Your instructions
Output the stretch of rows from the line containing "Return the outline of every instance of the whiteboard" through the line containing "M 180 54 L 190" as a JSON list of strings, one string per line, with blank lines omitted.

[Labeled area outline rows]

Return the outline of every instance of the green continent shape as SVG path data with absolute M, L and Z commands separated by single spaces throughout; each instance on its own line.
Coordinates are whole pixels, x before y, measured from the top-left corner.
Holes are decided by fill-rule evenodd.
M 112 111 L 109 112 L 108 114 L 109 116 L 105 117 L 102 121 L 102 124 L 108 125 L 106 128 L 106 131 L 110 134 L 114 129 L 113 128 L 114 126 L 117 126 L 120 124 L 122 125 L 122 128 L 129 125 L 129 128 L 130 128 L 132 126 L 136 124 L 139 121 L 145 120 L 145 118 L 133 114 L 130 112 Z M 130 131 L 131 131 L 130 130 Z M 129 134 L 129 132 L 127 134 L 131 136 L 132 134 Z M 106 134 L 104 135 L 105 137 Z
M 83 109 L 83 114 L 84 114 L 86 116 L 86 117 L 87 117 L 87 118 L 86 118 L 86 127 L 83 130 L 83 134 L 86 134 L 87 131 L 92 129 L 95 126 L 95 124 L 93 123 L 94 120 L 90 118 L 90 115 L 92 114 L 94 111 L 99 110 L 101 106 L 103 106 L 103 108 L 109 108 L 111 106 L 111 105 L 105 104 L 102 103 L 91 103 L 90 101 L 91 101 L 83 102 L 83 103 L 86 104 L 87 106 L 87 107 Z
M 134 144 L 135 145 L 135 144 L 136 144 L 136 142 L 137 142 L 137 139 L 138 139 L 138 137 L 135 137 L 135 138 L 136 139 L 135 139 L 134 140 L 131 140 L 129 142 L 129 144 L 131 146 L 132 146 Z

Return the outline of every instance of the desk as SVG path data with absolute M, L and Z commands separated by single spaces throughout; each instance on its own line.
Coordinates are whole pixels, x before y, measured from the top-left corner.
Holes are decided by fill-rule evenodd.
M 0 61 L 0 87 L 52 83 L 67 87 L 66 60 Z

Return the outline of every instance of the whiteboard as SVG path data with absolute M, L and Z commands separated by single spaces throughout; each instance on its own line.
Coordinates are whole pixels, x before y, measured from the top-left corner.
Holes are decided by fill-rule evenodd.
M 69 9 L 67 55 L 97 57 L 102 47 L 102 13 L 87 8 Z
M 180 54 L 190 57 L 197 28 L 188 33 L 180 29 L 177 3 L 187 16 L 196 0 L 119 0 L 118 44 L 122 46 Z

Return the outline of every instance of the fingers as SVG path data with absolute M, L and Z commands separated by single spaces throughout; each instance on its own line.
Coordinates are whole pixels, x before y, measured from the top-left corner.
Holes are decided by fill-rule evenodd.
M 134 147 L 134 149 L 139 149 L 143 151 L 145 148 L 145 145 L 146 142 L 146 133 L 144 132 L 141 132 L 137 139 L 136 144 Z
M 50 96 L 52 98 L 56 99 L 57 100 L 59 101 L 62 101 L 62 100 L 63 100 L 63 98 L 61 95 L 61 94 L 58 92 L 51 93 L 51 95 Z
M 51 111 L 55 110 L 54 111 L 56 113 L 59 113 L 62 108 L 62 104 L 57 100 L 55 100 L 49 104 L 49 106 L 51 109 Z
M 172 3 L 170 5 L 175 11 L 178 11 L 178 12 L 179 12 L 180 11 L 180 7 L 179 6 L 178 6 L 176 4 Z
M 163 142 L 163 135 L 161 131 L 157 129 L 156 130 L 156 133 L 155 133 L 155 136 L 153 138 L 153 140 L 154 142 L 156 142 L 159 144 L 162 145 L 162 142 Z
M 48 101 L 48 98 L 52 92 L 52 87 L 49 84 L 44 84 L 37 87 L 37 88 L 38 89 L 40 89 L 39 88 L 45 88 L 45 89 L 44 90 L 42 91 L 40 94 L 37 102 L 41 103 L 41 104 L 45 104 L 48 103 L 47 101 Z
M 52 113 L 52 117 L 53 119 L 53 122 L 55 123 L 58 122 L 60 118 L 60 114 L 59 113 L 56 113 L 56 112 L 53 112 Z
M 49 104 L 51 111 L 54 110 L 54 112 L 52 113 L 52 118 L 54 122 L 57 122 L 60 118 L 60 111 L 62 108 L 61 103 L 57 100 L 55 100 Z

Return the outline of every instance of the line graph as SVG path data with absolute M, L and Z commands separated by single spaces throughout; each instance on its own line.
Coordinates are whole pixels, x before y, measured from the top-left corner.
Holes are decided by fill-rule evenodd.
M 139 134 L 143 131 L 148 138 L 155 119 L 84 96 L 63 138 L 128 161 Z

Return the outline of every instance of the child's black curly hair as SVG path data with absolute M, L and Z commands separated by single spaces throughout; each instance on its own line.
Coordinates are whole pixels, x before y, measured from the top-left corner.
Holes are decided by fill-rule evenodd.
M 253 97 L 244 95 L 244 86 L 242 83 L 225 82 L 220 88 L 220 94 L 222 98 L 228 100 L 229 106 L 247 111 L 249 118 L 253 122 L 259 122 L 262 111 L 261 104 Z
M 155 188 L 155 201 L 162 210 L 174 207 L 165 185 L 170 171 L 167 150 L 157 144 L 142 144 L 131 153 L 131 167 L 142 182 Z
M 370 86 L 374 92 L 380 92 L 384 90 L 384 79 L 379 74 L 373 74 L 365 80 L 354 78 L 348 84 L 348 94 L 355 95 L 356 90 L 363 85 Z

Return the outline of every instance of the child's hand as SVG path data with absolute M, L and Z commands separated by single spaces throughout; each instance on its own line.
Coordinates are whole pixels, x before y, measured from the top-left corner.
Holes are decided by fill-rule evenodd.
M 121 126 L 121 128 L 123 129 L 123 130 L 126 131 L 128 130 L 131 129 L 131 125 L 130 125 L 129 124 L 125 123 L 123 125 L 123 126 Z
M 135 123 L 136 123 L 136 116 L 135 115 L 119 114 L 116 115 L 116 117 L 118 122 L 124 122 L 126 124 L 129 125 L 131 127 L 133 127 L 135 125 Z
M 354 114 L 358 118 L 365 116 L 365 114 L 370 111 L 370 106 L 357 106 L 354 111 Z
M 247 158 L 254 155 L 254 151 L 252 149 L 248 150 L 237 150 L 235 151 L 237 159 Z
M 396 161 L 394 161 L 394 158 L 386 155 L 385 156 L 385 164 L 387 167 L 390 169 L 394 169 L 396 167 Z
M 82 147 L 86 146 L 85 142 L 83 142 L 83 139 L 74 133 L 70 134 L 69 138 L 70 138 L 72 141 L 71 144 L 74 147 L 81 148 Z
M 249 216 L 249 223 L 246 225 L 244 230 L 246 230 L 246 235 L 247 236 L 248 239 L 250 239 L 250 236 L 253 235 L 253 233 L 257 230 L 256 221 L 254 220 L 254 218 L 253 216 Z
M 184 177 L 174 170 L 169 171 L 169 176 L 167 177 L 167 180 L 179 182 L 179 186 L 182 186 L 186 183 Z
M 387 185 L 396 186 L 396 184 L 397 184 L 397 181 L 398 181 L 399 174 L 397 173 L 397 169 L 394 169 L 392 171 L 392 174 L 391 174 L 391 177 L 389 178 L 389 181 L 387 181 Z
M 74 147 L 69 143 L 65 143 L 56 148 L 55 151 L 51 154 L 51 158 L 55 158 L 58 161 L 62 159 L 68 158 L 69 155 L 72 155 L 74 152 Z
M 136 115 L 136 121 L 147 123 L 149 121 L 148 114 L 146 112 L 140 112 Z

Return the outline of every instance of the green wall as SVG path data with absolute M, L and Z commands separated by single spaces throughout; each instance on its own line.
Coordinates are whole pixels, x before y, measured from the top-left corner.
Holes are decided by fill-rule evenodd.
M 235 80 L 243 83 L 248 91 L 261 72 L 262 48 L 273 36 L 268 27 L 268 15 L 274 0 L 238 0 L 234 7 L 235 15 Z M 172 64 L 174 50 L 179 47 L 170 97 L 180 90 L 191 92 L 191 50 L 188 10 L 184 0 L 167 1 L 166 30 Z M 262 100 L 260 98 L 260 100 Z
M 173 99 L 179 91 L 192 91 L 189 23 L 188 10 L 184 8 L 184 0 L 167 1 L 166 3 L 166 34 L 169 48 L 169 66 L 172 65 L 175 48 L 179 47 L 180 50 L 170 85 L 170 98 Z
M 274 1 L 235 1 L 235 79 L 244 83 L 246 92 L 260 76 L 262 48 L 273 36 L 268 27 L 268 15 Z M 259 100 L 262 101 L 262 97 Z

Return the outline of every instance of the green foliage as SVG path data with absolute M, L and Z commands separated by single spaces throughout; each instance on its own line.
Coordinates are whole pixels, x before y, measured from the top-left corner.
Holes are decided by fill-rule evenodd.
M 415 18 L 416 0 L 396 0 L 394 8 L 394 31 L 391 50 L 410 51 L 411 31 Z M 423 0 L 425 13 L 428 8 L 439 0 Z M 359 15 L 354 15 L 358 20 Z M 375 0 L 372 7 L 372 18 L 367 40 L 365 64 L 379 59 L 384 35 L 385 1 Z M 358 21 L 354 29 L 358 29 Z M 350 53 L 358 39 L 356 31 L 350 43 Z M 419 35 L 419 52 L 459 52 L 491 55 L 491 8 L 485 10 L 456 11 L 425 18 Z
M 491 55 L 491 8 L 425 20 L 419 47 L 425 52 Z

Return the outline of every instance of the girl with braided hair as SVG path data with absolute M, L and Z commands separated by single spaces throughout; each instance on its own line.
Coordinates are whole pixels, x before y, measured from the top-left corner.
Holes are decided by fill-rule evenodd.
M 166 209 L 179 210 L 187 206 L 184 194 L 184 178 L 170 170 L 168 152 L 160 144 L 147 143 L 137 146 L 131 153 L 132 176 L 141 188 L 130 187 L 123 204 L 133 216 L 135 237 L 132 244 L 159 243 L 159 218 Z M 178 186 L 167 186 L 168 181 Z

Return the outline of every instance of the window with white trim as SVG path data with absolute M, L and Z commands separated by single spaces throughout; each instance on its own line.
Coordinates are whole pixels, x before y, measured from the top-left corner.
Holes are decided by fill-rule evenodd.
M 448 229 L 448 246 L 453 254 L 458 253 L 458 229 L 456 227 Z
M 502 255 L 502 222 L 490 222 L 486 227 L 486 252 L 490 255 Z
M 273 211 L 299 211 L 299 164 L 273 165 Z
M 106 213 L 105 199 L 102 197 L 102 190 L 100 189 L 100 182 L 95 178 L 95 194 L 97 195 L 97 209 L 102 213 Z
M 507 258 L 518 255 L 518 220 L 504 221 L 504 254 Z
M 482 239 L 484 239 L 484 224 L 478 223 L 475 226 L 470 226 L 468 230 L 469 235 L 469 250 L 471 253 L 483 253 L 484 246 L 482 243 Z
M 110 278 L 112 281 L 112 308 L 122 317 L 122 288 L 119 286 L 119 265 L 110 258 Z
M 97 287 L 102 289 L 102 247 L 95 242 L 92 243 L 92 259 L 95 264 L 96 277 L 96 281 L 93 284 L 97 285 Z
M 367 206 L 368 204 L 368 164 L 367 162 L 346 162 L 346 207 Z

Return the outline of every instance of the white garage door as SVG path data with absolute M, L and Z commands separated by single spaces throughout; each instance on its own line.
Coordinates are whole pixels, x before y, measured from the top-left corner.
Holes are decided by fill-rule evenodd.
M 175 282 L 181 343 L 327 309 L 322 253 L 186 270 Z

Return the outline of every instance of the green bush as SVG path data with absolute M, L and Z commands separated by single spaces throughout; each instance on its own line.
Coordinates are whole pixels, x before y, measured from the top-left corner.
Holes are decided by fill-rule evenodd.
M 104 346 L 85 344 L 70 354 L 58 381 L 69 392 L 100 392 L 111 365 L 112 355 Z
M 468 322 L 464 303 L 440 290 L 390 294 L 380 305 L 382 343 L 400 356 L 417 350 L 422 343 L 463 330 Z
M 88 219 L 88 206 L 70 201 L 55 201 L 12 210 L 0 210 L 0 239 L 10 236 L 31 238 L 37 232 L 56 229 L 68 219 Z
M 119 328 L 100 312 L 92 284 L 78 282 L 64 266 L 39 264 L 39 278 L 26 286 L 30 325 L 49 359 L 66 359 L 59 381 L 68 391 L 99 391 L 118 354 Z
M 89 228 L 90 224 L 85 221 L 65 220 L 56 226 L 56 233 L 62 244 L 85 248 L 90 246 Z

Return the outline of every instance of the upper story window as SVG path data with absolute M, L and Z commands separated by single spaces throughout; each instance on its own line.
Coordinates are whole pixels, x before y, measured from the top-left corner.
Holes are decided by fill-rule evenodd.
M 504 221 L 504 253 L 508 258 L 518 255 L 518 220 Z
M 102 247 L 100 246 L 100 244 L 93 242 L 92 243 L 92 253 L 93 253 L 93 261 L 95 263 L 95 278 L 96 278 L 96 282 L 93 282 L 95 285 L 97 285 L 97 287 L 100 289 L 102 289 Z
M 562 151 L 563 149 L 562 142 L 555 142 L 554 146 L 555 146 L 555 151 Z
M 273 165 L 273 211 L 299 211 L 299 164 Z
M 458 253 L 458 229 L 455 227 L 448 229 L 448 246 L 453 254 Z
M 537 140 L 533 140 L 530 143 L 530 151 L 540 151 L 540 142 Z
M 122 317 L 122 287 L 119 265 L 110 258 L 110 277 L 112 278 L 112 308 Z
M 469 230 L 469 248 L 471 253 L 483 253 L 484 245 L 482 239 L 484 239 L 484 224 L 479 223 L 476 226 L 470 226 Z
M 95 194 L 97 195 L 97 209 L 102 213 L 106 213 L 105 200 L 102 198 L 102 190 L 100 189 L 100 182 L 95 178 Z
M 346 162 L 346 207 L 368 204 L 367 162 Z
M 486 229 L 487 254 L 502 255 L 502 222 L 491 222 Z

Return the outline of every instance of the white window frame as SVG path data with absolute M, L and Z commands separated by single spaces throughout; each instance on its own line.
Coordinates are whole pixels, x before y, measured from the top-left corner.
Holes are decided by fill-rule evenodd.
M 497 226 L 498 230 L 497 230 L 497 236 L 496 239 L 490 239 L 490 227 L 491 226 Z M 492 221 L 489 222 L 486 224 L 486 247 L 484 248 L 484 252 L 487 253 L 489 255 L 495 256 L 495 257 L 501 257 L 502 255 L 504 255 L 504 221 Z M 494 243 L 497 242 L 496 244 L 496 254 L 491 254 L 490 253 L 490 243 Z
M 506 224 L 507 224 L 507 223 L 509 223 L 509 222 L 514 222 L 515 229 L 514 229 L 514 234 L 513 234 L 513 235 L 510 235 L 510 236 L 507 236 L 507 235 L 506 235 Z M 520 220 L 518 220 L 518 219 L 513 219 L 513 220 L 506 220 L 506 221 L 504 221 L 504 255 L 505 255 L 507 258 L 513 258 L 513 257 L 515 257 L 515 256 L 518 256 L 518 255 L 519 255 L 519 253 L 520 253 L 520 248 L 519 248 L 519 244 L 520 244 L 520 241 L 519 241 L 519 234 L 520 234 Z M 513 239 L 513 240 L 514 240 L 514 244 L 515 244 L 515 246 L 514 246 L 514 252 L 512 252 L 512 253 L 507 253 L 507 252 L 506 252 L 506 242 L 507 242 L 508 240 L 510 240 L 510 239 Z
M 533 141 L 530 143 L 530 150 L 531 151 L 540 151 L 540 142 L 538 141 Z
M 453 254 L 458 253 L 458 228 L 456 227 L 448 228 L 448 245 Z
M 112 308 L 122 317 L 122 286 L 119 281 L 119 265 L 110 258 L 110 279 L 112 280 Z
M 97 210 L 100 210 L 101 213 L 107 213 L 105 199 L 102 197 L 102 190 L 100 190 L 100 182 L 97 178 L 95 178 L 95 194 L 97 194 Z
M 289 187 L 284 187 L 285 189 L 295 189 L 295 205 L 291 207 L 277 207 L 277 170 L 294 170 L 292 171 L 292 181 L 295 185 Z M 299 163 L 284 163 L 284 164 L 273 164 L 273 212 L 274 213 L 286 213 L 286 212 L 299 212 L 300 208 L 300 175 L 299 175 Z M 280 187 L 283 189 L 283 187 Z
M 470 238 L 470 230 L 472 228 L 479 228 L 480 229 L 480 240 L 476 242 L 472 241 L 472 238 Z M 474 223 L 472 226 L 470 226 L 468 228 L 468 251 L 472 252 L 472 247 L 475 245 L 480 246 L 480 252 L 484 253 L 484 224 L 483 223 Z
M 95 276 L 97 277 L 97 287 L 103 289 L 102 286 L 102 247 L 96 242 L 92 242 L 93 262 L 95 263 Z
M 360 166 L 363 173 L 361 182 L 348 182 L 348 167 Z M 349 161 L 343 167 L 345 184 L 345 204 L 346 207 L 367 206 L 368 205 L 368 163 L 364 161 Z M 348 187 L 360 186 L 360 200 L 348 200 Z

Answer to the exercise
[
  "Return the outline of every instance of the whiteboard as SVG path data with absolute M, L and Z commands separated by single spaces throughout; each instance on its own line.",
  "Coordinates are whole pixels, x before y, measured from the top-left corner.",
  "Holes are decided by fill-rule evenodd.",
  "M 69 9 L 67 55 L 97 57 L 102 47 L 102 13 L 87 8 Z",
  "M 180 54 L 190 57 L 197 28 L 188 33 L 180 29 L 177 3 L 187 16 L 196 0 L 119 0 L 118 44 L 122 46 Z"
]